2017年11月11日土曜日

南米視察旅行 ~ブラジルとアルゼンチンのお土産編~


1. 昨日は、南米視察旅行(先月7日から15日まで、ブラジルのサンパウロリオデジャネイロとアルゼンチンのブエノスアイレスを訪問)のお食事編でしたが、本日は、お土産編です。視察旅行なので、お土産を買う時間・機会が極端に少ないのですが、その少ない機会を活かして購入したお土産をご紹介します。
 具体的な訪問先(ブラジルの裁判所、法律事務所、アルゼンチンの裁判所など)についてのご報告は、事務所通信第8をご覧いただればと思います。
http://www.hisaya-ave.com/tsushin8-1.html
こちらは、PDF版(↓)。
http://www.hisaya-ave.com/jimushotsushin8/tsushin8.pdf

また、前回ブラジル・サンパウロを訪問した際のお土産についてはこちら(↓)
http://hisaya-avenue.blogspot.jp/2014/12/blog-post_17.html

2.ブラジル

(1) ビーチサンダル(ハワイアナスhavaianas
 ブラジル製のビーチサンダルとして、有名とききました。
 サンパウロ日本領事館の入っているビルの12階にあるTop Center Shopping内の店舗で購入しました。

ハワイアナス(havaianas)のビーチサンダル。
女性ものの方が凝ったデザインだったかも…
 
(2) チョコレート(Cacau Show / Bendito Cacaohttp://www.cacaushow.com.br/
 同じくTop Center Shopping内の店舗で購入しました。
 お土産としてもっていったところ、私にも配られトリュフをいただのですが(笑)、カカオ感がしっかりとしていて、おいしかったです。

ブラジルのチョコレート
Cacau Show / Bendito Cacao)
 
(3) 石の置物
 リオデジャネイロ、日系人が経営するお土産屋さん(コルコバードの丘へのぼる登山電車の乗り場の近く)で買いました。

石の置物。
色合いが気に入りました。
他に、カエルも買っちゃいました。
 
(4) 地酒(カシャッサ Cachaça
 ブラジルの地酒。サトウキビの蒸留酒。ピンガ(Pinga)ともよばれます。
 サンパウロの空港で買いました。

項目.
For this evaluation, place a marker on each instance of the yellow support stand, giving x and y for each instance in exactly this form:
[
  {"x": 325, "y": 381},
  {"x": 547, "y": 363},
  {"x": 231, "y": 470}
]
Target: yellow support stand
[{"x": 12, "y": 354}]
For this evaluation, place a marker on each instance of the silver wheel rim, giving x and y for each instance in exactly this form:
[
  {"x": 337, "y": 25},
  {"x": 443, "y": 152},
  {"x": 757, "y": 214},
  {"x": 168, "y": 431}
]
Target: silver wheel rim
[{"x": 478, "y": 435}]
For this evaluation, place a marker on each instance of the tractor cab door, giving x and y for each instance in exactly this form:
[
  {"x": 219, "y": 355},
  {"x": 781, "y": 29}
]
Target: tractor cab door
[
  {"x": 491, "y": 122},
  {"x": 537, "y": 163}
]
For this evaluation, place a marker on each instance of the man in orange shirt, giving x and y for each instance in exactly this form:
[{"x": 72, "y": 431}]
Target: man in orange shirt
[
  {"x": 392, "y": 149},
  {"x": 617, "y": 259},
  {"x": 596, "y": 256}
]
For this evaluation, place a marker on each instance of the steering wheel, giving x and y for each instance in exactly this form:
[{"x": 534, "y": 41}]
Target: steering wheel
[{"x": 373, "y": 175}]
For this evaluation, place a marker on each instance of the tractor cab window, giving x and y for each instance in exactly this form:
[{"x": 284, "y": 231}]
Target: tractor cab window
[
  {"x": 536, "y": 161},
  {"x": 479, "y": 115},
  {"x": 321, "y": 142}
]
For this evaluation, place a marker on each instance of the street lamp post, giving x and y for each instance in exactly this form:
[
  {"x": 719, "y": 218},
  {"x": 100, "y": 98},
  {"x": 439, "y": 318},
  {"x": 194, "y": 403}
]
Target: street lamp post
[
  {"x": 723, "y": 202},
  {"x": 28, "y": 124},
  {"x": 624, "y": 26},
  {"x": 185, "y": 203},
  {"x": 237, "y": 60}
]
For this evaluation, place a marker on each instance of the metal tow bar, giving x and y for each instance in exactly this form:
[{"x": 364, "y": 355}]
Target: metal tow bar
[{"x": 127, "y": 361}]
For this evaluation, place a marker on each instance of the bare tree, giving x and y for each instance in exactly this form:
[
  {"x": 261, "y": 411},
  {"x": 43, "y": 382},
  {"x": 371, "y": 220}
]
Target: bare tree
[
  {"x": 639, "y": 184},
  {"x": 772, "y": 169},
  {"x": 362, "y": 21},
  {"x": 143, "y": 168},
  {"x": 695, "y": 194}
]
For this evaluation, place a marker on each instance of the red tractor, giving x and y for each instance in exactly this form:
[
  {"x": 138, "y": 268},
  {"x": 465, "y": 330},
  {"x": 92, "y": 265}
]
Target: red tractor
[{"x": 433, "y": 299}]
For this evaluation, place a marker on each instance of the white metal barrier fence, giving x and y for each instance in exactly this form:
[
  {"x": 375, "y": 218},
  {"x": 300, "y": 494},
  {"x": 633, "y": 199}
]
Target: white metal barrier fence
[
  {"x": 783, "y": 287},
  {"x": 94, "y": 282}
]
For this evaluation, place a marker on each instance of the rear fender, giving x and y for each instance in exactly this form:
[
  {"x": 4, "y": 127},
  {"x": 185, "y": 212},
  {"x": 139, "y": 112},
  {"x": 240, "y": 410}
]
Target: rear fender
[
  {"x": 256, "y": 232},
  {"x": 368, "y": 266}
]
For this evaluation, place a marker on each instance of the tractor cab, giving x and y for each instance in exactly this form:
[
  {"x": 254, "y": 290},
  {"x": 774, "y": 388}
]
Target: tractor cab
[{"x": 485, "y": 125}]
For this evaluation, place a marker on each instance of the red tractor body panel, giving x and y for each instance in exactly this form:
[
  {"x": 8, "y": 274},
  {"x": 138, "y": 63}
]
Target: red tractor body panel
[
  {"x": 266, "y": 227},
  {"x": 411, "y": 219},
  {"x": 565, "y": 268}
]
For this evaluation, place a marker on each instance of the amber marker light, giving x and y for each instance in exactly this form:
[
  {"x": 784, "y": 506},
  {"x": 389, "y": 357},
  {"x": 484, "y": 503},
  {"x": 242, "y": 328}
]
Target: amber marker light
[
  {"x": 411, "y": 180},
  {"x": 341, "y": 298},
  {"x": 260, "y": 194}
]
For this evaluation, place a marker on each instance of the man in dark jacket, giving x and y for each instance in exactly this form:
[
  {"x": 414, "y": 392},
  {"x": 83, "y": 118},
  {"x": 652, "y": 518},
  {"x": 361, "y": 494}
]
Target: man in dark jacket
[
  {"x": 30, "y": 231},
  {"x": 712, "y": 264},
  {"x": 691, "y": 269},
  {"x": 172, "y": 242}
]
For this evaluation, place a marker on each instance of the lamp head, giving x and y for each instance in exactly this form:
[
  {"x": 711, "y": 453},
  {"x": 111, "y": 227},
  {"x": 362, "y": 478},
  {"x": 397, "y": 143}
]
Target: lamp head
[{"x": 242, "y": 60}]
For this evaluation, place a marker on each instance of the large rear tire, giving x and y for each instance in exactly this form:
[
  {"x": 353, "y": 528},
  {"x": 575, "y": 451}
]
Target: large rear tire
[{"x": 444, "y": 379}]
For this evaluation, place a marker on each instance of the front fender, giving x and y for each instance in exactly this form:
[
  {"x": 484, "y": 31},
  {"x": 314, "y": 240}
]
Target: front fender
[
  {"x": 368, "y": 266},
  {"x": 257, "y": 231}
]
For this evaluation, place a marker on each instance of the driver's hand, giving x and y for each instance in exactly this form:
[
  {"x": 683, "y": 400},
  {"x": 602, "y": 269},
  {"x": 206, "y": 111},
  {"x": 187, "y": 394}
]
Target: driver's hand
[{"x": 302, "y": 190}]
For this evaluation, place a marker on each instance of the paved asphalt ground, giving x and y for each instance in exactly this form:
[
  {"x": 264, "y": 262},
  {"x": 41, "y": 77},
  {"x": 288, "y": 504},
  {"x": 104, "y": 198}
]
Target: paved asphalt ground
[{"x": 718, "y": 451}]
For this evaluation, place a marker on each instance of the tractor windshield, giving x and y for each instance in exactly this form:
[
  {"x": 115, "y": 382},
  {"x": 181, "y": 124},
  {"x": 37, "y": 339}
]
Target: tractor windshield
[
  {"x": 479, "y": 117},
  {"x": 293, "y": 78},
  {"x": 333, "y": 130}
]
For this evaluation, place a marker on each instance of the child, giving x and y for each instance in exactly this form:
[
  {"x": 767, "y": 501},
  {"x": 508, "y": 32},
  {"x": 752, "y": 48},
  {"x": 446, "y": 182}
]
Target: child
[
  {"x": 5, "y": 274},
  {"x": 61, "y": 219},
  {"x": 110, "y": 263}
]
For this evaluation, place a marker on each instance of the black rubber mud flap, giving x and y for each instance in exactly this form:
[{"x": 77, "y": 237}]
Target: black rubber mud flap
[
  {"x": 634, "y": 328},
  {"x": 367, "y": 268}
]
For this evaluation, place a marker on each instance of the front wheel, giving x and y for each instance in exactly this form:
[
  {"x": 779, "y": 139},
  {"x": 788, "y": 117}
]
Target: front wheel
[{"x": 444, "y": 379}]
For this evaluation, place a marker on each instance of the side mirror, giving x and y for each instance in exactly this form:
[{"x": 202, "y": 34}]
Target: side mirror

記述課題 1. 南米のお土産についての本文では、お土産を買う時間や機会がとても少なかったのはなぜだとされていますか。一文から三文で説明してください。
記述課題 2. 南米のお土産についての本文を、最後の文のあとから引き継いで書き進めてください。

解答例 1. この旅行が視察旅行だったからです。そのため、お土産を買う時間も機会も極端に少なかったと書かれています。

解答例 2.
ブラジルの地酒
カシャッサ
Cachaça(ピンガPinga
 
(5) ネックレス(Maria Oiticica
http://www.mariaoiticica.com/institucional/index/
 店員さんから、アマゾンの種や果実でつくっているとききました(モチーフ?)。値段は比較的お手頃です。
 リオデジャネイロの空港の店舗にて。
 時間がなくてゆっくりみられませんでしたが、リオデジャネイロの空港には、おしゃれなお店が結構ありました。

Maria Oiticicaのネックレス
(6) コーヒー、胡椒
 ブラジルといえば、コーヒー。重要な輸出品であり、国内では、輸出できないクラスのコーヒー豆も多いとのことですが、サントグラオン(Santo Grao)は、カフェも経営していて、有名なブランドだとききました。
 また、胡椒は、日系農家が栽培をはじめ大成功をおさめたときいたことがあります(「黒いダイヤ」とよばるほどもうかったらしいのですが、単一栽培のため大きな病虫害を受けたとも聞きます…)。

 リオデジャネイロやサンパウロのスーパーで買いました。
 ただ、胡椒は、ガイドさんによると、ブラジル産と書いていないようです(産地不明)。

サントグラオン(Santo Grao)のコーヒー。
左上のシールが産地などです
リオデジャネイロのスーパーで購入した
ブラックペッパー(産地不明)。
 
3.アルゼンチン

(1) 革製品(CASA LOPEZ
http://casalopezcuero.com/en/ 
 アルゼンチンは、革製品が有名ですよね。レティ―ロ地区にあるカーサ・ロペス(CASA LOPEZ)。
 ガイドさんに紀子さまも買われた店と聞いて、小銭入れとベルトを買いました。

カーサ・ロペス(CASA LOPEZ)の
小銭入れとベルト
 
(2) Baby Alpacaのショール(FRANKEL'S
 レティ―ロ地区、CASA LOPEZの近くのフランケルズ(FRANKEL'S)にて購入。
 ベビーアルパカ(Baby Alpaca)は、アンデス高原に生息するアルパカのうち、生後3か月以内のアルパカから採られた柔らかい毛で編まれたもの。縁の飾り部分は、手編みだといっていました。アルゼンチンのガイドさんは、ベビーアルパカは、ペルーの方が有名ですが、アルゼンチンの方が、少々高くても、おしゃれなものがあるといっていました。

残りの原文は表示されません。